*HOW TO COMPLETE THIS TASK*. Copy exactly, and only, the lines from the one containing "out the flower" through the last line of the records below.

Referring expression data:
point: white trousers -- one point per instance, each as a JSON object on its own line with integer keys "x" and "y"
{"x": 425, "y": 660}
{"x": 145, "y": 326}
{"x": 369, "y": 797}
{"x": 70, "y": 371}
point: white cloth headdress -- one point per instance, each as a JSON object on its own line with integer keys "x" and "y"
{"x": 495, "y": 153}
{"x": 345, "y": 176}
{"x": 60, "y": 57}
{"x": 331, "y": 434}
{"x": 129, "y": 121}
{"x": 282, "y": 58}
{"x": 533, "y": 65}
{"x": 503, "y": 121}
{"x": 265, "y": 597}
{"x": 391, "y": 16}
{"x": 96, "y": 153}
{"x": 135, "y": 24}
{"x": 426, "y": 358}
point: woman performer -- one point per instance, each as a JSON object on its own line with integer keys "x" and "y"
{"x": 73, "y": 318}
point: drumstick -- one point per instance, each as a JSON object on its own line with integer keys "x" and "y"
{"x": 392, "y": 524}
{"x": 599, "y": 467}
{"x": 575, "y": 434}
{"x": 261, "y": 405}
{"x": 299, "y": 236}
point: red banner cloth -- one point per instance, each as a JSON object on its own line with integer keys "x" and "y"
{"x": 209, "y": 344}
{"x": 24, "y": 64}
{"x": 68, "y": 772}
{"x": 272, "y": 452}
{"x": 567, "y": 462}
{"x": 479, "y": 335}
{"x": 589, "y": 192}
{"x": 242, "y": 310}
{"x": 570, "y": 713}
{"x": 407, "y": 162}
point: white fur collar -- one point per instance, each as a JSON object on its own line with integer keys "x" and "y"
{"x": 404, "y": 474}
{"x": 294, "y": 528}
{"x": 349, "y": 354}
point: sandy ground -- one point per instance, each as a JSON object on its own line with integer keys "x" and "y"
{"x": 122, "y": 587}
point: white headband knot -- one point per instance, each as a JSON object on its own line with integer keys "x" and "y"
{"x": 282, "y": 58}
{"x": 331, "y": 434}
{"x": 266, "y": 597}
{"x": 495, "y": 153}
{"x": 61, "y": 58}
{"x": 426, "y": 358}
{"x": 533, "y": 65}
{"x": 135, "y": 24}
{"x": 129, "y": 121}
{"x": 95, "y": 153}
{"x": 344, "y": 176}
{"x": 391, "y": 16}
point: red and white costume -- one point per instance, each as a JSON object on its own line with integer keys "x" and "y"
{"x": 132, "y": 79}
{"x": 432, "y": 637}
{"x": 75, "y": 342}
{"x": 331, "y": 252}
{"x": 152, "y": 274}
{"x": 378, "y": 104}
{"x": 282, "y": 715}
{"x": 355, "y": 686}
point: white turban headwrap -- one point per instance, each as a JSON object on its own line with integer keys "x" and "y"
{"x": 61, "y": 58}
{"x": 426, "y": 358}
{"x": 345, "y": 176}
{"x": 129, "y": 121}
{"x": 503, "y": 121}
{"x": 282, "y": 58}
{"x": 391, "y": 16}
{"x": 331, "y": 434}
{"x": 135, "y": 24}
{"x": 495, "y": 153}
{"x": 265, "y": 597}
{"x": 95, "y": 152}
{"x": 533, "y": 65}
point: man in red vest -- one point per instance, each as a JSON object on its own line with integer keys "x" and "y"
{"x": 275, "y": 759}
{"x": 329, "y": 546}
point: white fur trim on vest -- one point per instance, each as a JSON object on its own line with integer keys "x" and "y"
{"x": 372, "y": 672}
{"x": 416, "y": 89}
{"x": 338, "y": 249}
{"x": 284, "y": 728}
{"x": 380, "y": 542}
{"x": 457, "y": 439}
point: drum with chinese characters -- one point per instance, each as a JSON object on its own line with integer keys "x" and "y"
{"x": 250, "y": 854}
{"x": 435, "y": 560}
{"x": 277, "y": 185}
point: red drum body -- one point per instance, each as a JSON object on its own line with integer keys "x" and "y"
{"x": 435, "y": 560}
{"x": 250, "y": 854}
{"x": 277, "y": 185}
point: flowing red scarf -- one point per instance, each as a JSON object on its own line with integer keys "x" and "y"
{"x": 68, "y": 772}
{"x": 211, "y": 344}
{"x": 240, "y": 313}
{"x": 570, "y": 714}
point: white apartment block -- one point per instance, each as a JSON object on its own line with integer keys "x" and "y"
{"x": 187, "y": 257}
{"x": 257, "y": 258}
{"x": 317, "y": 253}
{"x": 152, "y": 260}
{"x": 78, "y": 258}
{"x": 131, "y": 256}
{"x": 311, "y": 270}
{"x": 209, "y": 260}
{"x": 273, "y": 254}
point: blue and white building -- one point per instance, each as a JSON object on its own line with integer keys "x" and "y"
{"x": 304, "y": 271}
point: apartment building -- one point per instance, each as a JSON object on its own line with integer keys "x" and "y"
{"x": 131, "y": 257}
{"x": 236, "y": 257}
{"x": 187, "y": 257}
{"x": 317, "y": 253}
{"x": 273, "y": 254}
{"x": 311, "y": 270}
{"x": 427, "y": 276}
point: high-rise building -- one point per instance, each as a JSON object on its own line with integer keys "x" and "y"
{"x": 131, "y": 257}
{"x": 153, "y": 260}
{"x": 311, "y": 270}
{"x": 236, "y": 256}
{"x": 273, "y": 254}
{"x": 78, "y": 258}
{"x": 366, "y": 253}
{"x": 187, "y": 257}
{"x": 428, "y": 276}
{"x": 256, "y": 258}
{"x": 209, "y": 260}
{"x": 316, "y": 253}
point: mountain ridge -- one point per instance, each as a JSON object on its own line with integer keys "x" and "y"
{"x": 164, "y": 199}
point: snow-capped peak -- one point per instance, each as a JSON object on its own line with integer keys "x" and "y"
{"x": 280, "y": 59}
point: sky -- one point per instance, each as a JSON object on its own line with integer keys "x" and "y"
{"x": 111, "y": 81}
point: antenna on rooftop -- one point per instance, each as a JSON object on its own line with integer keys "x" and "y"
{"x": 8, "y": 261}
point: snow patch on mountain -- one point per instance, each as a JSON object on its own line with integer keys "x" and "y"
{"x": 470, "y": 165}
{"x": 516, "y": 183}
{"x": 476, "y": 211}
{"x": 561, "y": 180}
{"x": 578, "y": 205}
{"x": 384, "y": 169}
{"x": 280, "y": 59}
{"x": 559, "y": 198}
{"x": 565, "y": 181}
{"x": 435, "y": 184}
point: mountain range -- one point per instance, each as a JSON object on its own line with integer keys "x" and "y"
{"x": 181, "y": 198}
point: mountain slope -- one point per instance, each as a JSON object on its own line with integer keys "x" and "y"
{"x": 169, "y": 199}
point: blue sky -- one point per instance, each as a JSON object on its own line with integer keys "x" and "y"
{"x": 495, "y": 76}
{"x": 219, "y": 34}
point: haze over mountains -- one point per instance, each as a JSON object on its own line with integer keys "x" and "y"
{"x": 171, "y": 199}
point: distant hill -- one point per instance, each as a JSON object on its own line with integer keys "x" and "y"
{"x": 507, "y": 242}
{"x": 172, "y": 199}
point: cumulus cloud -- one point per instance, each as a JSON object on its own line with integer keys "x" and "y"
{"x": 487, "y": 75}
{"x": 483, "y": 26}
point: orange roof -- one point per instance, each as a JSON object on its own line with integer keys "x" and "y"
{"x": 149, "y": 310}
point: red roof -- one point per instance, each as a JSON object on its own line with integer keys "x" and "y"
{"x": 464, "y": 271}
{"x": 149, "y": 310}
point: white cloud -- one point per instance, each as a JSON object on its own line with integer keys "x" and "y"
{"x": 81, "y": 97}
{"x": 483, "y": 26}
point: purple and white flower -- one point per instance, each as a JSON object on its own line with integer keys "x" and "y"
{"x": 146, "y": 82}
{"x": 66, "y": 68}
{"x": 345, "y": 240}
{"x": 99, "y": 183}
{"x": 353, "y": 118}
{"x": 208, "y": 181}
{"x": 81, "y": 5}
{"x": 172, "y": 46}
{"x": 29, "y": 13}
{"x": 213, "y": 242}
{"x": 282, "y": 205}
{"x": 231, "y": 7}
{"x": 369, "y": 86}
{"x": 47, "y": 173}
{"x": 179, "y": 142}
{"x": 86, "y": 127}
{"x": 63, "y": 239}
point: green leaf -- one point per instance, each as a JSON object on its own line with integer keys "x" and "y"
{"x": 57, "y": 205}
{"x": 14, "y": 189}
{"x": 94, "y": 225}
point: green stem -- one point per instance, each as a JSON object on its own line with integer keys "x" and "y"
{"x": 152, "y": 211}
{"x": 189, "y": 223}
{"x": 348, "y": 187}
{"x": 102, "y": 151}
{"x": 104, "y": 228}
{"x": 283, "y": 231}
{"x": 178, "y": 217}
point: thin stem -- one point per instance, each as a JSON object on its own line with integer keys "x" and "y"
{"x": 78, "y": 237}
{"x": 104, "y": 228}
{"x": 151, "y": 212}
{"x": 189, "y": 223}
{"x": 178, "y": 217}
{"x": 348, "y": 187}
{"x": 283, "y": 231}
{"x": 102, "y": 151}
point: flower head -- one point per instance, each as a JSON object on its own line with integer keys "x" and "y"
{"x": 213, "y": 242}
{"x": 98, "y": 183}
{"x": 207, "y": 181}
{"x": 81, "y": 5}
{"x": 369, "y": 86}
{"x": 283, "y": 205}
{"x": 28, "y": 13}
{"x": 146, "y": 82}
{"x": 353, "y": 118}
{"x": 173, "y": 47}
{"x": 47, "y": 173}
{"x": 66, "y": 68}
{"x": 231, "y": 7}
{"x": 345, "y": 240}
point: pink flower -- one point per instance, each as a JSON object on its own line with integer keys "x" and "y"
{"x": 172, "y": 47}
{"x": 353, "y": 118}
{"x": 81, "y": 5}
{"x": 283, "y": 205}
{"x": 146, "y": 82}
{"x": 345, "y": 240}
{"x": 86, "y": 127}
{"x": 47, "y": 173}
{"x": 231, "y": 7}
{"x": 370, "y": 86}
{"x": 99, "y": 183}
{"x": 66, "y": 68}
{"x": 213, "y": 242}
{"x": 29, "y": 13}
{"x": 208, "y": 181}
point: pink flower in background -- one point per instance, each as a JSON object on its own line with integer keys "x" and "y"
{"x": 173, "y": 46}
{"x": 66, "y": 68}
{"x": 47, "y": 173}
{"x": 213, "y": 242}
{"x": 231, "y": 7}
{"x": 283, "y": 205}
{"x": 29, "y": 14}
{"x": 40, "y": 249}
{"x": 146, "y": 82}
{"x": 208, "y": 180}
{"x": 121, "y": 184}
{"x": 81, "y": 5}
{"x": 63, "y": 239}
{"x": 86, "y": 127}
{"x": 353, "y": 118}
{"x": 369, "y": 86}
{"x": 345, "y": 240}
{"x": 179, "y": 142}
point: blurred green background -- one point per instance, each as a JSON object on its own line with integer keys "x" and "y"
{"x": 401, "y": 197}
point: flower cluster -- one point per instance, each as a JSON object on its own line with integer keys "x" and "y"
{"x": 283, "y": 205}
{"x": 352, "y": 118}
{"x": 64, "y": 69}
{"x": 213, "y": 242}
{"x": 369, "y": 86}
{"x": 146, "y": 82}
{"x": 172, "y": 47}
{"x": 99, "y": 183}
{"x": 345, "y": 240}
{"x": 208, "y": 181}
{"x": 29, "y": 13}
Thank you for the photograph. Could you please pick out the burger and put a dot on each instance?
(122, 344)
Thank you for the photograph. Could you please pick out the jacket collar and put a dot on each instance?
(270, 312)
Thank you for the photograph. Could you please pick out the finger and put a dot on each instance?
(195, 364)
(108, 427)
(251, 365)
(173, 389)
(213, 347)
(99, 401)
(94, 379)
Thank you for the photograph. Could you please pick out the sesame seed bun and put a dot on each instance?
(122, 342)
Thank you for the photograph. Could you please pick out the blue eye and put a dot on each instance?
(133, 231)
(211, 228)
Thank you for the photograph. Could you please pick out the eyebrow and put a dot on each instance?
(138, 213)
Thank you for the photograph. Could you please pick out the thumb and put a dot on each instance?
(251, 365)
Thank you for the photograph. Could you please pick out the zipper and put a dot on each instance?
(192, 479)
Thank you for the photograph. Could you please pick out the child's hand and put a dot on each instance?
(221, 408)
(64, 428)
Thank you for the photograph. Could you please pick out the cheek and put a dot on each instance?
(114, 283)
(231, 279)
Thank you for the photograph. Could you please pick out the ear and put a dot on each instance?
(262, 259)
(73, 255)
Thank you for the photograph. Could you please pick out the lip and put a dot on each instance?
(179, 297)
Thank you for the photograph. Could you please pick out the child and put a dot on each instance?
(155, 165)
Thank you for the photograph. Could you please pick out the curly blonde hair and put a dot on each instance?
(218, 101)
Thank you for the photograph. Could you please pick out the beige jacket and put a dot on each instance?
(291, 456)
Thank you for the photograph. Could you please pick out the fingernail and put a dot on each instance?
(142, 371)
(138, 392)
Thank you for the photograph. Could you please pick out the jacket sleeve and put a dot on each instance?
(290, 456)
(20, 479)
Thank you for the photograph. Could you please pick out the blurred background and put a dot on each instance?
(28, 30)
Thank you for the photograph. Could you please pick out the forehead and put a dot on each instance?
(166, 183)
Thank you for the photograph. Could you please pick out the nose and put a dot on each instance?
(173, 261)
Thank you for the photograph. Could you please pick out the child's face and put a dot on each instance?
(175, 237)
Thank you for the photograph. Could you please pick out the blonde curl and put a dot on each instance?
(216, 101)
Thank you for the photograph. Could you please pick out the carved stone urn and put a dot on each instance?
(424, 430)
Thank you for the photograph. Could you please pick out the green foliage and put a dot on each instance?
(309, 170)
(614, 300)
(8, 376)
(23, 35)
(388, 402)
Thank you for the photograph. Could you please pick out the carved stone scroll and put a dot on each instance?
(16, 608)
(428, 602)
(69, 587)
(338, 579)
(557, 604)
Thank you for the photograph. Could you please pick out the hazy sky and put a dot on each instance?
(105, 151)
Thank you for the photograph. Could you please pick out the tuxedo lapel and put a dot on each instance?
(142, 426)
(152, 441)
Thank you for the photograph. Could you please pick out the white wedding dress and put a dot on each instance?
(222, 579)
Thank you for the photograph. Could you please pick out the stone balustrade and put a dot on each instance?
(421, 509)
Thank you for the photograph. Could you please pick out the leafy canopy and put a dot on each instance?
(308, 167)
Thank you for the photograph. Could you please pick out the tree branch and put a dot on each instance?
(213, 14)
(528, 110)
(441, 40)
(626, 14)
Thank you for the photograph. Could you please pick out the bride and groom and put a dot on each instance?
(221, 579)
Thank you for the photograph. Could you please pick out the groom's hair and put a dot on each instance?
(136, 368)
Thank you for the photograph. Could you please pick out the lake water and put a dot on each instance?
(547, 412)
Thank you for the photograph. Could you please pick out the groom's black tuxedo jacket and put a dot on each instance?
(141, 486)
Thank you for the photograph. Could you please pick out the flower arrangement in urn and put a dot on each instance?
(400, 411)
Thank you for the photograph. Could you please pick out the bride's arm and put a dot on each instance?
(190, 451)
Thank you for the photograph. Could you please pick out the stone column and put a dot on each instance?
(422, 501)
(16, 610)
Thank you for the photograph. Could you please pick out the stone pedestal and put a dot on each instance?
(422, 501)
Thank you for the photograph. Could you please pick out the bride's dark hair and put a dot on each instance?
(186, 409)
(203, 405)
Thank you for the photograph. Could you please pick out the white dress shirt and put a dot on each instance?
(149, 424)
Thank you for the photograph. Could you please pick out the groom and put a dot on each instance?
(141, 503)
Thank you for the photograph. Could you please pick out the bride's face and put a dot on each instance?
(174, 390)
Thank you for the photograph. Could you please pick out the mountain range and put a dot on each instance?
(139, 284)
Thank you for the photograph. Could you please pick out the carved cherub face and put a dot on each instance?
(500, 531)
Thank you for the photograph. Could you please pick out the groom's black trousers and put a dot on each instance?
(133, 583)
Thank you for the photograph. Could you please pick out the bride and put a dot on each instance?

*EXERCISE OUTPUT*.
Thank you for the photograph. Could you please pick out the flower arrangement in urn and put a dot on each instance?
(400, 411)
Thank you for the photograph. Could you please pick out the bride's arm and put a dot on each instance?
(190, 451)
Thank you for the photograph. Could you please pick out the stone column and put a dot on each instance?
(422, 501)
(16, 610)
Thank you for the photograph. Could you please pick out the stone pedestal and put a dot on each instance?
(422, 501)
Thank you for the photograph. Could you please pick out the bride's dark hair and put a dot on each instance?
(186, 409)
(203, 405)
Thank you for the photograph. Could you please pick out the white dress shirt and put a dot on each instance?
(149, 424)
Thank you for the photograph. Could you please pick out the groom and put a dot on each instance?
(141, 503)
Thank you for the photograph. Could you please pick out the bride's face and put a dot on each instance?
(174, 390)
Thank you for the photograph. Could you please pick out the mountain range and put a dot on each instance?
(139, 284)
Thank you for the photograph. Could you please pick out the carved cherub face and put a dot on each instance?
(500, 531)
Thank you for the photograph. Could you please pick out the groom's black trousers and put a dot on each instance?
(133, 583)
Thank you for the photograph. Could you please pick out the bride and put a dot on each instance?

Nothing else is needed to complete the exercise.